The lines to be copied are those below that contain "ground".

━━━━━━

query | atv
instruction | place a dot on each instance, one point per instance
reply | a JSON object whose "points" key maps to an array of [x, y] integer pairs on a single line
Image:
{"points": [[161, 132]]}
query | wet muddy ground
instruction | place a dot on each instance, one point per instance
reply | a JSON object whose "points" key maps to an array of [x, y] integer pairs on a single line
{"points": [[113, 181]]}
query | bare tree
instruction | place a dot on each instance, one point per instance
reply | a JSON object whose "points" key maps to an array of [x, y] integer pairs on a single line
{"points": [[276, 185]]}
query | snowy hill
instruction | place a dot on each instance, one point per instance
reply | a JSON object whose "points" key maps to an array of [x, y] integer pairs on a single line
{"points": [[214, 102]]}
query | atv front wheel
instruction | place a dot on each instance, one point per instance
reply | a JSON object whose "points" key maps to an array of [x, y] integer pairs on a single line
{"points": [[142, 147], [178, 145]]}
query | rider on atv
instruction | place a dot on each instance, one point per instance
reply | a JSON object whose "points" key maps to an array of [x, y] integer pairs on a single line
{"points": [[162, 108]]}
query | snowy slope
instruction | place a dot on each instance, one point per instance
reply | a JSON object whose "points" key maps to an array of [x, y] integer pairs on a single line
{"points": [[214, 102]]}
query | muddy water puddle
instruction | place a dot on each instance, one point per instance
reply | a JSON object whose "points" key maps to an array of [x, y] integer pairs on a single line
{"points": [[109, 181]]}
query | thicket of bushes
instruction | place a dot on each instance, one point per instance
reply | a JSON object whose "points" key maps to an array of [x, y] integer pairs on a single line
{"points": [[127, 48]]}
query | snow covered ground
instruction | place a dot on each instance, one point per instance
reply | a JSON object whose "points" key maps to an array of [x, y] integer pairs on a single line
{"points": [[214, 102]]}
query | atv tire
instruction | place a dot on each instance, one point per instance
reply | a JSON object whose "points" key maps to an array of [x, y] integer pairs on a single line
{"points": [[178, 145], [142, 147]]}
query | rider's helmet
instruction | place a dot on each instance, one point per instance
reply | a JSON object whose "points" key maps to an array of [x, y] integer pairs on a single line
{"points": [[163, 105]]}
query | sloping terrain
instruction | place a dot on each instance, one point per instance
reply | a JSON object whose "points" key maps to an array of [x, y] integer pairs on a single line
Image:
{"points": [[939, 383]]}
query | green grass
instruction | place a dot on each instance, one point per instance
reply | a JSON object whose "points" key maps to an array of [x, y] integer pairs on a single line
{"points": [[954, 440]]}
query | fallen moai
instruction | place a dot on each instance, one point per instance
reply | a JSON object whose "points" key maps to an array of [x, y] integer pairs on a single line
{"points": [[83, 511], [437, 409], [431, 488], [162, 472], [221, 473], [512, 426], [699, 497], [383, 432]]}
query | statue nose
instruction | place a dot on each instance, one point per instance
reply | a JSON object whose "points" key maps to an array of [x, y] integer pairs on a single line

━━━━━━

▸ **RESPONSE TO THIS TASK**
query | wet muddy ground
query | snow covered ground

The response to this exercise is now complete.